* **Goal of the exercise**: Resume the model write-up on household wage setting and short-term adjustment costs, picking up right after its last line.

Lagrange multiplier associated with the budget constraint is denoted by \(vh_t\) (shadow value of nominal household wealth)

Labor market

The representative household delegates wage negotiation to a trade union agent
Each period, the household tells the trade union its target level for nominal wage, \(w^\mathrm{flex}\),
The union solves to following optimizing problem including a wage inflation adjustment cost:

\[ \min\nolimits_{\{w_t\}} \mathrm E_t \, \sum_{t=0}^\infty \beta^t\,vh_t \, \left[ (\log w_t - \log w^\mathrm{flex} )^2 + \tfrac{\xi_w}{2} \, (\log \roc{w}{}_t - \log \roc{w}{}_t^{\ref} )^2 \right] \]

where

\(\xi_w\) is an adjustment cost parameter
\(\roc{w}{}_t^{\ref} \equiv \roc{\extern{w}}_{t-1}\) is a reference rate of wage inflation representing the backward indexation present in wage negotiation

The resulting first-order condition (a wage setting equation) is given by

\[ \log w_t - \log w^\mathrm{flex} = \xi_w ( \log \roc{w}_t - \log {\roc{w}}{}^\ref_t ) - \xi_w \, \mathrm E_t \left[ \beta \tfrac{vh_{t+1}\,w_t}{vh_{t}\,w_{t+1}} ( \log \roc{w}_{t+1} - \log \roc{w}{}^\ref_t ) \right] \]

Short-term adjustment costs

The optimizing behavior of the representative household is subjected to two types of costly short-term adjustment processes:

an investment adjustment/installation cost
a capital utilization cost.

* **Excerpted records**:
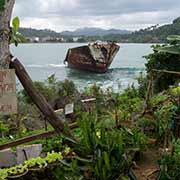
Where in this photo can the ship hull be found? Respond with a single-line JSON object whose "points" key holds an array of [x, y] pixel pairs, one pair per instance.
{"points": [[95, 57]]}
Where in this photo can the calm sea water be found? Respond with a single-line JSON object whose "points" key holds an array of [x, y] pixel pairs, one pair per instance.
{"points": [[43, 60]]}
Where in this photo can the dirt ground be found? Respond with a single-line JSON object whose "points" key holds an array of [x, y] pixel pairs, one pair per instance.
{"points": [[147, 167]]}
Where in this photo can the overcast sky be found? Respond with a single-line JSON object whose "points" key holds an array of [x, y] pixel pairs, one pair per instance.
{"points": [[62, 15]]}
--
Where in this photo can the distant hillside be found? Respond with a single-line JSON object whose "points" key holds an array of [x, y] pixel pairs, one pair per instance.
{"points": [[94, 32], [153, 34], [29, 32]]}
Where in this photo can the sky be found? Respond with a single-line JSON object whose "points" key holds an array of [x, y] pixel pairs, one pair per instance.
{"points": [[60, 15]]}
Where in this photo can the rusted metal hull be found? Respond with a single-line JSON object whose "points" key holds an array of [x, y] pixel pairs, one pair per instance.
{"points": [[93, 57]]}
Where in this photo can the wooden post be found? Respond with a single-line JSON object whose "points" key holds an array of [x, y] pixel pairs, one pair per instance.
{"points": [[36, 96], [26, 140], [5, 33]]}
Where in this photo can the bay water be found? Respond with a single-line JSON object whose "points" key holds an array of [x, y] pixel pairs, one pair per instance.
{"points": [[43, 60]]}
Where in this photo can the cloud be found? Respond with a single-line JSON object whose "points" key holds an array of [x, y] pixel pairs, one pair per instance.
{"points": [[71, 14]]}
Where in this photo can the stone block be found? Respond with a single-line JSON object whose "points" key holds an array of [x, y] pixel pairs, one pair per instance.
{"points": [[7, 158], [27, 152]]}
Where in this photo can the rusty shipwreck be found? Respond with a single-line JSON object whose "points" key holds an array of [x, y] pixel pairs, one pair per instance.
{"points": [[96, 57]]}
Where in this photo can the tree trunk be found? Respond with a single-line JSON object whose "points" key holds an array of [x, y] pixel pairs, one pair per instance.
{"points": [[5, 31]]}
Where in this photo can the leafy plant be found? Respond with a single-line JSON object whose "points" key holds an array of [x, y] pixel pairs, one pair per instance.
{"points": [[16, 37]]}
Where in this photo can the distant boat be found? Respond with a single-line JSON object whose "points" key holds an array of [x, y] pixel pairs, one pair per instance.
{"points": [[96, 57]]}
* * *
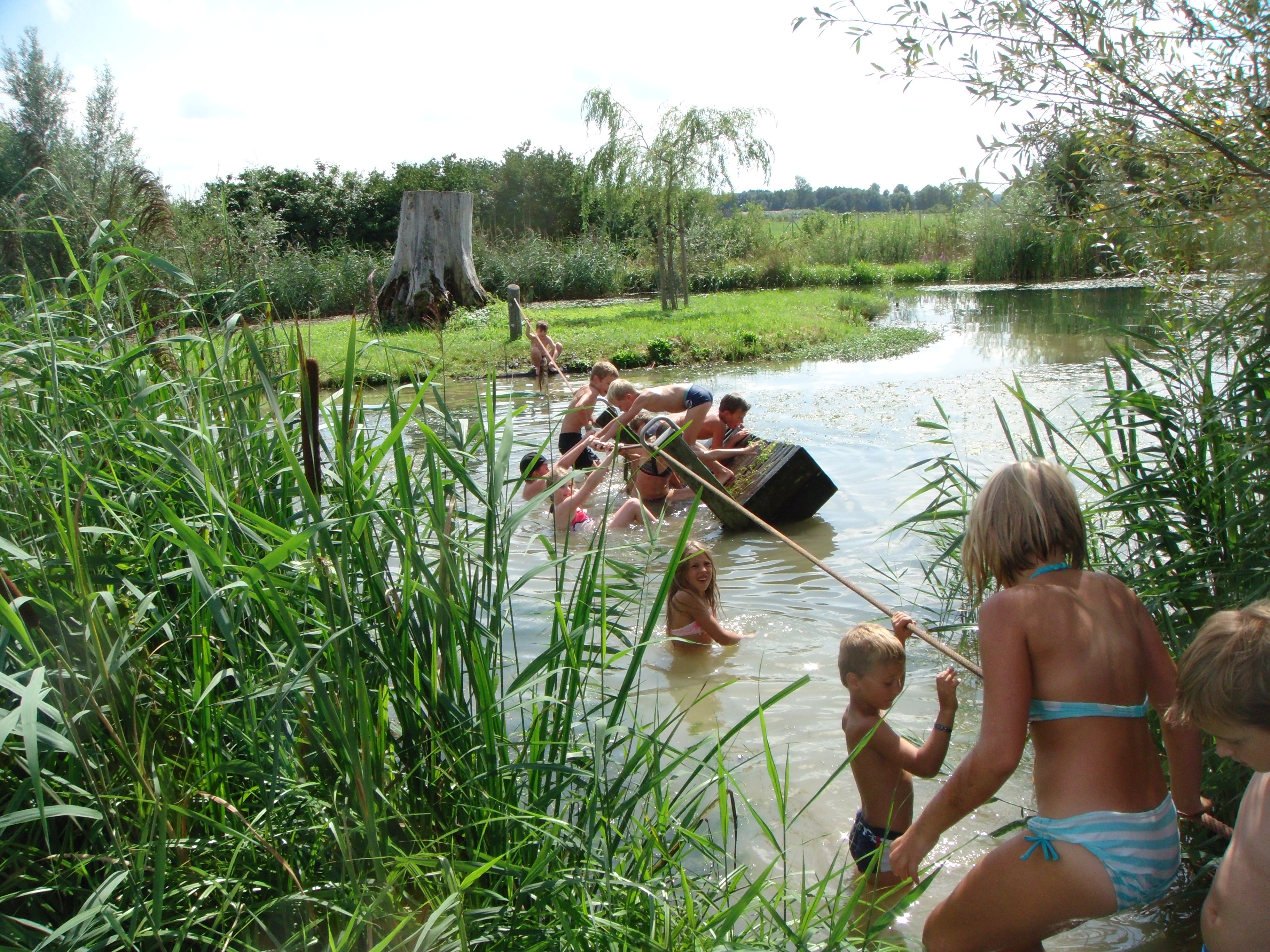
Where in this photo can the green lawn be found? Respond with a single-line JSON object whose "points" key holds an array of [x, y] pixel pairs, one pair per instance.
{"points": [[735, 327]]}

* **Result of the exercise**:
The investment adjustment/installation cost comprises two components: departures from a steady-state investment-to-capital ratio, and departures from a steady-state rate of change in investment

\[ \Xi_{i,t} \equiv \tfrac{1}{2} \, \xi_{i1} \, pi_t \, \extern{i}_t \, \Bigl( \blog i_t - \blog \extern{i}^\ref_t \Bigr)^2 + \tfrac{1}{2} \, \xi_{i2} \, pi_t \, \extern{i}_t \, \Bigl( \mathbf{\Delta log\ } i_t - \blog \kappa_{i} \Bigr)^2 \\[5pt] \]

where \(i^\ref_t\) is a point of reference derived from the steady-state investment-to-capital ratio applied to the stock of capital last period,

\[ i^\ref_t \equiv \frac{i_\ss}{k_\ss} \, k_{t-1} \, \roc{\imath}_\ss \]

and \(\kappa_{i} \equiv \roc{\imath}_\ss\) is a steady-state adjustment constant ensuring that the cost term disappears in steady-state.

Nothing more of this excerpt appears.